Work instructions:
(1) Summarize the passage on hope in two sentences.
(2) Quote the passage on hope word for word, starting at "Considering the circumstances, we" and ending at "of our art.".

Image
Hope

Hope Longs for Lasting Beautiful Change

'Hope is the last thing that dies,’ as the saying goes. This saying means that as long as there is something alive on this planet, there is hope. As long as we are alive, as long as our faith, ambitions, art and calling are active, there is hope.

Considering the circumstances, we may be satisfied with the prospect of returning to ‘normality’ once the pandemic gives way. Yes, what a blessing it will be to dance, play, sing, act freely again, without restrictions and fear! We will look at each other with a sigh of relief that the pandemic is over. The minus of many dreary months will be equalized, and we can resume what we used to do. But do we really want to arrive at ‘zero’ again? Hope can carry us much further!

Returning to normality equals zero progress, and we should ask ourselves: Will the crisis change nothing? Amidst all the destruction, there is hope that, first and foremost, the followers of Christ will have had the astuteness of mind to take hold of blessings in disguise and seize these unexpected opportunities for a change of heart, bringing a revitalisation of our relationship with God and a redefinition of our art.

Hope will not bring us back to normality. It is much more ambitious. It fills us with the desire that things will be positively different when the dark cloud lifts. With new eyes and maybe even a feeling of having been 'refined,' will we continue along our path as artists? Some of us will have undergone a severe identity crisis, but there is one thing we should never forget: those who are torn to pieces are destined to be reassembled in greater beauty. Some will have suffered from this dire inner hermitism. But this is also the place we hear the ‘still small voice’ of God that we miss hearing in the hullabaloo of pan­demic-free happi ness. Some will have struggled with new techniques and media and realized later how much their horizons were widened.

Unlike us, hope is not satisfied with return­ing to our favourite restaurant, travel­ing to our previous holiday destination, returning to the same old challenges, strug­gling with the same old ‘me.’ Hope longs for lasting, beautiful change. And as long as hope is a living thing, there will be change, and as long as that change is a living thing, there will be hope.

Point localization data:
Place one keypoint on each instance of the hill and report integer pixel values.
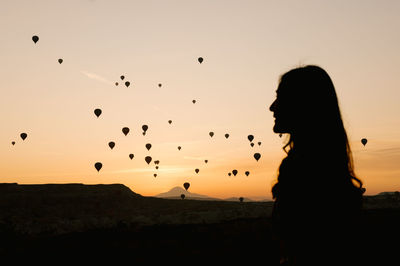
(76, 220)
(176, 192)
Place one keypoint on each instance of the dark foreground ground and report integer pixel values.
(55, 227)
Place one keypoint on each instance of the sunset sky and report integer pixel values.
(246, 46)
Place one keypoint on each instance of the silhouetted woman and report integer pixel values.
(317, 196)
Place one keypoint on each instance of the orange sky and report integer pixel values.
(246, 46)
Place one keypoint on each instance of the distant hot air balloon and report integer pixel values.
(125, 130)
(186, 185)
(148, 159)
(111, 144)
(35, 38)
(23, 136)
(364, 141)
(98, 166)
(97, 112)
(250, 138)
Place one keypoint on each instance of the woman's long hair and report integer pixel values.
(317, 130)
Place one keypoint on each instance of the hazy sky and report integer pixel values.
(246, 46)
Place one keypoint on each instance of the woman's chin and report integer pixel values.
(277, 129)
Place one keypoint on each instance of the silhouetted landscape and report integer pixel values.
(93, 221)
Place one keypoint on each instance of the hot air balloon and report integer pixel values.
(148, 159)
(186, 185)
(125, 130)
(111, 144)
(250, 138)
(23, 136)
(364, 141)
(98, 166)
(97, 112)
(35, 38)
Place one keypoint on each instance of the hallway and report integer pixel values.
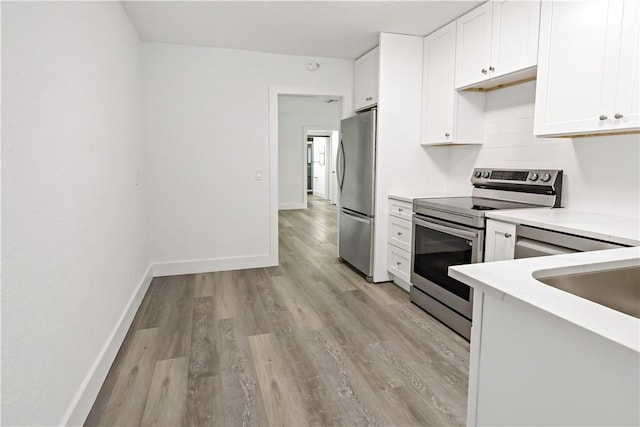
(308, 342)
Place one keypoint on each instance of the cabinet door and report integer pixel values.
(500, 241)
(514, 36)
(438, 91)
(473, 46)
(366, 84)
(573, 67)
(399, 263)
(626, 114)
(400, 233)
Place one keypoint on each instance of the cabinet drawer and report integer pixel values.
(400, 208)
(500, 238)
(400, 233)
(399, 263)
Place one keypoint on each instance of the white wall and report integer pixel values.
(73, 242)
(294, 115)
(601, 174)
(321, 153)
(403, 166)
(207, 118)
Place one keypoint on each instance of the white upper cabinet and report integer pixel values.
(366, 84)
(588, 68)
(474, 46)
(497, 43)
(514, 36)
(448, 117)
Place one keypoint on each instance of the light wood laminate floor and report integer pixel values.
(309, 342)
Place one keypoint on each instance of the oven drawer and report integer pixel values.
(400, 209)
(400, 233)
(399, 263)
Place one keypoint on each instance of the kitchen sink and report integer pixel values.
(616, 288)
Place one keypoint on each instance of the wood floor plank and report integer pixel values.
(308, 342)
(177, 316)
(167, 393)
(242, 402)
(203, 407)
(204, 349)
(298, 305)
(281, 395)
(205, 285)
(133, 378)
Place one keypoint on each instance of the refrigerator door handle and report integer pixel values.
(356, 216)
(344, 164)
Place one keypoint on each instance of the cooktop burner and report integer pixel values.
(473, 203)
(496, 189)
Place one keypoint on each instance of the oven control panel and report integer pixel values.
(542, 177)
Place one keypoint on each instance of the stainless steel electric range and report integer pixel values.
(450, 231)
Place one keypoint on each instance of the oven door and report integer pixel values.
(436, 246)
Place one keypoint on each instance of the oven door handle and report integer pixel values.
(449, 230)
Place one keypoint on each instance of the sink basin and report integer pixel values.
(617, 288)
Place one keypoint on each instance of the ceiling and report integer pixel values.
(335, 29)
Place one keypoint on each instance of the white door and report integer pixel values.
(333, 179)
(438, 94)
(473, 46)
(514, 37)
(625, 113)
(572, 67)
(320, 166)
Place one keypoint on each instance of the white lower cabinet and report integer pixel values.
---
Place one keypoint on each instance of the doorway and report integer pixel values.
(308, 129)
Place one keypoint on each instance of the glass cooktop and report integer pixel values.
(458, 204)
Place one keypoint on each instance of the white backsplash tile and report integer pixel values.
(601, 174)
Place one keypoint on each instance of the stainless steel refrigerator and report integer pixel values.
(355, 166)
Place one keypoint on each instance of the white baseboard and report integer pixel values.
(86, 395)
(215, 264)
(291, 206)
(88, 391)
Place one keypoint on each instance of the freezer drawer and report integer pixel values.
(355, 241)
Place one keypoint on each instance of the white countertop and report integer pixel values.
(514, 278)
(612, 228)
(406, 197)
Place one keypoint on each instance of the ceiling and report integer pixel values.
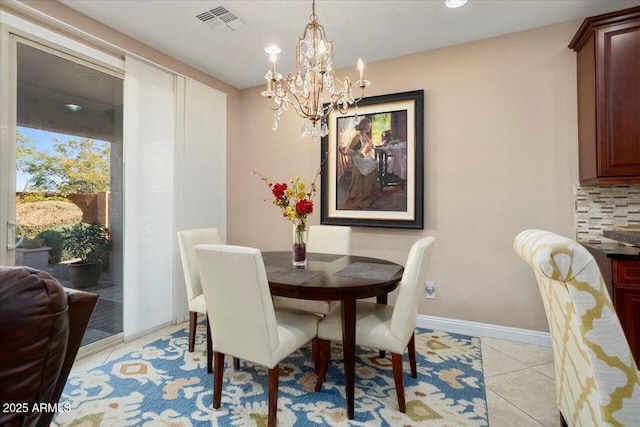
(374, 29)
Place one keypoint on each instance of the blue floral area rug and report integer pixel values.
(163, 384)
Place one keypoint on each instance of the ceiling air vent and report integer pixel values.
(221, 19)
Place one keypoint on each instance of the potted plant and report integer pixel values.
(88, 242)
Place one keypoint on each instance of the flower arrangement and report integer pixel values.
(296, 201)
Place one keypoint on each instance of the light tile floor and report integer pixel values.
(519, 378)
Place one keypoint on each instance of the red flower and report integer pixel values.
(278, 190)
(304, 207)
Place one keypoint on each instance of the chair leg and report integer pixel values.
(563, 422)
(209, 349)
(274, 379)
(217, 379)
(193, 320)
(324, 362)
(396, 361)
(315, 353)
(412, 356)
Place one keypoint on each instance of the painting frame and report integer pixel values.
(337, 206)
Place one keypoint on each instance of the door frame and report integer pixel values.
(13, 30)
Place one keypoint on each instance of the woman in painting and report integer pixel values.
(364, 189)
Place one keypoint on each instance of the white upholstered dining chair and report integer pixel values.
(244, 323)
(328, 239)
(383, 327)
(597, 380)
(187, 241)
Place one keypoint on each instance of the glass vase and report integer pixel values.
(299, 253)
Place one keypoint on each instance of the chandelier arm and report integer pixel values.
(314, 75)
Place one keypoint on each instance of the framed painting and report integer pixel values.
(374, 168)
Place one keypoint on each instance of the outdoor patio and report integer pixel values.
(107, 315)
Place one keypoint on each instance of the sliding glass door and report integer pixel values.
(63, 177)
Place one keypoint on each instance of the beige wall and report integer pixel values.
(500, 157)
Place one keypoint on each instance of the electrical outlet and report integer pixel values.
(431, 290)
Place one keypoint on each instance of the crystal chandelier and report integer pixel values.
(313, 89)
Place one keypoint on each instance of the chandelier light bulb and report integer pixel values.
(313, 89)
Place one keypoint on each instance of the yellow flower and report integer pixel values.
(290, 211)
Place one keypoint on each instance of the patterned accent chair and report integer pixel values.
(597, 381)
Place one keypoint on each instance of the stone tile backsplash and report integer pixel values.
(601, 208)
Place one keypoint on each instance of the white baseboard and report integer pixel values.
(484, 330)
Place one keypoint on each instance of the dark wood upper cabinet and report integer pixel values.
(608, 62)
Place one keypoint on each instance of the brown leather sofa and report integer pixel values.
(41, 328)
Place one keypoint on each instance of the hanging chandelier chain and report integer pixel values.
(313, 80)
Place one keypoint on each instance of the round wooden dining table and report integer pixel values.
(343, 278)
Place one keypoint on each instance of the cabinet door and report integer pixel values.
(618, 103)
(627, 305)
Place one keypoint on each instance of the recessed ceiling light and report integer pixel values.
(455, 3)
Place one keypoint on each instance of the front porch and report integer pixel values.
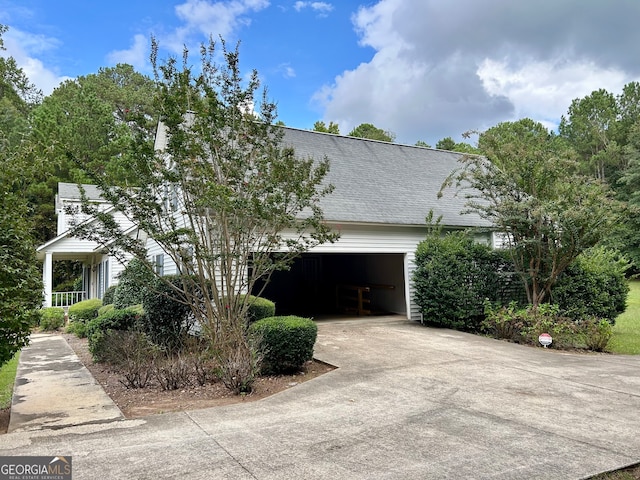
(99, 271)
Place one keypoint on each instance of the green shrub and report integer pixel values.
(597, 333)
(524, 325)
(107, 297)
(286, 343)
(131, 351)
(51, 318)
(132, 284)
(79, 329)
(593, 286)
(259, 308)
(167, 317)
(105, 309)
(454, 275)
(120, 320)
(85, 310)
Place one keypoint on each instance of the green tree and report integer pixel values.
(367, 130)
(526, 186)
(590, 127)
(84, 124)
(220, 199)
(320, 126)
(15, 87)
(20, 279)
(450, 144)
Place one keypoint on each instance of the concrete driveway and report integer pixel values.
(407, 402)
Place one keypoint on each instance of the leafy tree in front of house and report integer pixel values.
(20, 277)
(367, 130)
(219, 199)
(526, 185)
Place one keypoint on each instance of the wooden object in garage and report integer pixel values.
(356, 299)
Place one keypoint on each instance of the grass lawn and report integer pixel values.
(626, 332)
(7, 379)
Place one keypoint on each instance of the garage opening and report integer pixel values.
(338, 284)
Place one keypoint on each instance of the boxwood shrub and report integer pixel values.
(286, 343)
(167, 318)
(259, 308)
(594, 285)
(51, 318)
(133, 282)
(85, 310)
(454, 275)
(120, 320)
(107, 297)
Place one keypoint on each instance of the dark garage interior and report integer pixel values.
* * *
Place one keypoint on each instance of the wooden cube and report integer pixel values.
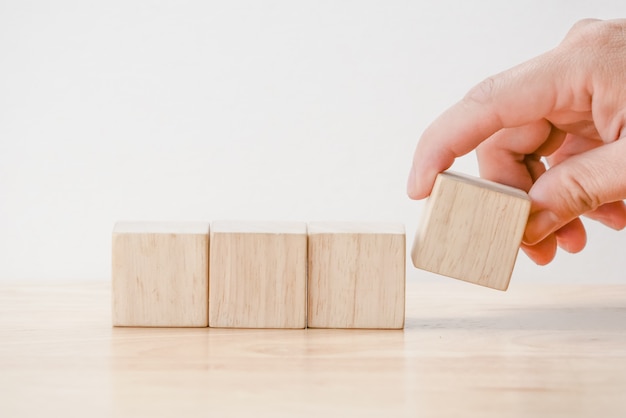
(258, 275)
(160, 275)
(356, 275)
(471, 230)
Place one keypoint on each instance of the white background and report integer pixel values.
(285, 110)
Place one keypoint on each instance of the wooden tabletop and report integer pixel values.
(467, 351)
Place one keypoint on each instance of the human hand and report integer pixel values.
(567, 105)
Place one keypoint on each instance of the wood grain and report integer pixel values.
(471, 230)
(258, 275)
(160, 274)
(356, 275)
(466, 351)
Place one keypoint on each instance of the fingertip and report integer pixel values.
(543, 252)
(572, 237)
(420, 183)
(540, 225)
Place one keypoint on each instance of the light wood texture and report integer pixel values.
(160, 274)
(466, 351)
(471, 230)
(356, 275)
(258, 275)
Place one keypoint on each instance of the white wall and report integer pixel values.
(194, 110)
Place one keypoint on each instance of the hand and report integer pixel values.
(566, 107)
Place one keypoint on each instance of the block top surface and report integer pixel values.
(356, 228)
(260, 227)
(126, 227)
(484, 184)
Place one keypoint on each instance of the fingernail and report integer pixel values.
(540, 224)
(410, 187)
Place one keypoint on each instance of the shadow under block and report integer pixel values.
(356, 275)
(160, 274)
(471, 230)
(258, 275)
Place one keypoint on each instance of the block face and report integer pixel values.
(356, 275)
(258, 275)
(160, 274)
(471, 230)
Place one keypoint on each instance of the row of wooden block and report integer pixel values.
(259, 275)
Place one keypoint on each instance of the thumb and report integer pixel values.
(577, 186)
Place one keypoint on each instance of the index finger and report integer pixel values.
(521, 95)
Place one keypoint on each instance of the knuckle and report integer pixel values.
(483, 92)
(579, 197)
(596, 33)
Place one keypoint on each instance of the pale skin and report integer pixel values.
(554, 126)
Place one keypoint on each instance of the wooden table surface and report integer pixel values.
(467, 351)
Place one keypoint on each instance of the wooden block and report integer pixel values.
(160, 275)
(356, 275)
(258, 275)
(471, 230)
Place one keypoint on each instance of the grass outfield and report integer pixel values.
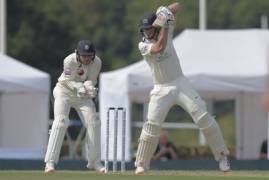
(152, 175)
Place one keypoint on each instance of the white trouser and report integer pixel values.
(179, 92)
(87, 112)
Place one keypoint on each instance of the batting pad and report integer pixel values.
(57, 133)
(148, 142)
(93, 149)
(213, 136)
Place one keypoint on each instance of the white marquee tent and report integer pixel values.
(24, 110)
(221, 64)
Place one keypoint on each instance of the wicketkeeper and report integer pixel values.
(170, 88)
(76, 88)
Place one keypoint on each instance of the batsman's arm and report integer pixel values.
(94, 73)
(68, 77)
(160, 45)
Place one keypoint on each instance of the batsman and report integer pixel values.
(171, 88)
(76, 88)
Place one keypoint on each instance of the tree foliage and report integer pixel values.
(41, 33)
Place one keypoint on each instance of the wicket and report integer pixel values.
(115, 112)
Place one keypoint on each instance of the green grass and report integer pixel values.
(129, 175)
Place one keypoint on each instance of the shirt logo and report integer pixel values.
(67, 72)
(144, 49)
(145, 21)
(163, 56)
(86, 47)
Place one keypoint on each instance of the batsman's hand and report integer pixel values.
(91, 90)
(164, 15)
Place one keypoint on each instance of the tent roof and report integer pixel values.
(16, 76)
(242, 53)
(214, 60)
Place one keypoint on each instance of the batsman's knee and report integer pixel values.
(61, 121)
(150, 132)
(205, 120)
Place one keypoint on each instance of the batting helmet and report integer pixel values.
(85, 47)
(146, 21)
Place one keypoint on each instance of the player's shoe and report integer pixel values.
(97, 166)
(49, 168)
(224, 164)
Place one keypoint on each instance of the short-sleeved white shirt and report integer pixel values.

Task-by-task solutions:
(1) The passage argues that hope is not satisfied with a return to normality after the pandemic, because returning to normality equals zero progress. Hope instead longs for lasting, beautiful change, and the passage expresses the hope that the followers of Christ will seize the crisis as an opportunity for a change of heart, a revitalized relationship with God and a redefinition of their art.

(2)
Considering the circumstances, we may be satisfied with the prospect of returning to ‘normality’ once the pandemic gives way. Yes, what a blessing it will be to dance, play, sing, act freely again, without restrictions and fear! We will look at each other with a sigh of relief that the pandemic is over. The minus of many dreary months will be equalized, and we can resume what we used to do. But do we really want to arrive at ‘zero’ again? Hope can carry us much further!

Returning to normality equals zero progress, and we should ask ourselves: Will the crisis change nothing? Amidst all the destruction, there is hope that, first and foremost, the followers of Christ will have had the astuteness of mind to take hold of blessings in disguise and seize these unexpected opportunities for a change of heart, bringing a revitalisation of our relationship with God and a redefinition of our art.